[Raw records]
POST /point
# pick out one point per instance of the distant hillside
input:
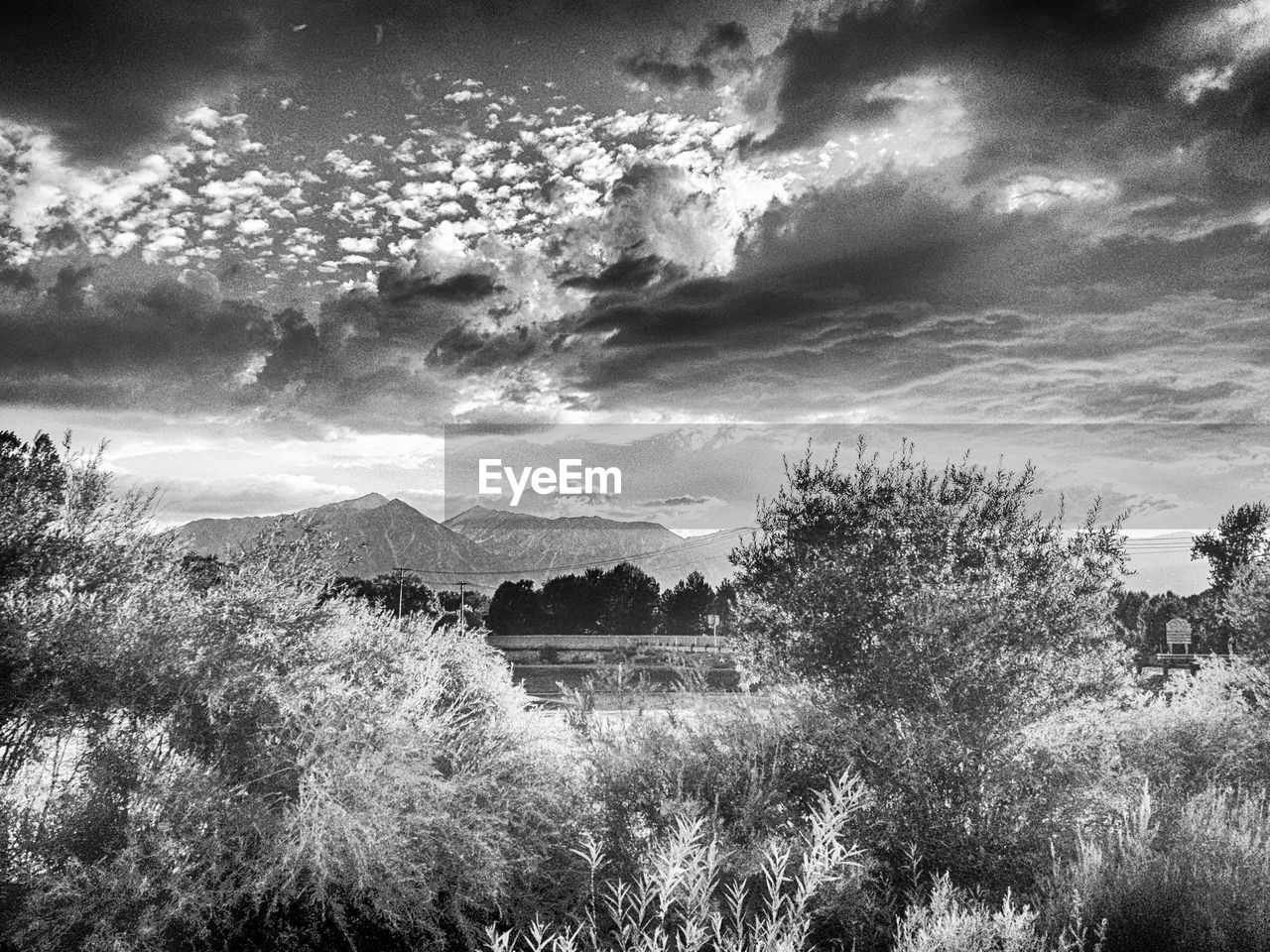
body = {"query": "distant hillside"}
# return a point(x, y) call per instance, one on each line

[What is expected] Convert all of the data above into a numbered list with one entry per line, skipping any blank lines and leaving out the pictures.

[Written response]
1. POST /point
2. # pick out one point per instance of the distant hillside
3. input:
4. body = {"query": "distant hillside"}
5. # return a point(x, y) call per instance, one on each line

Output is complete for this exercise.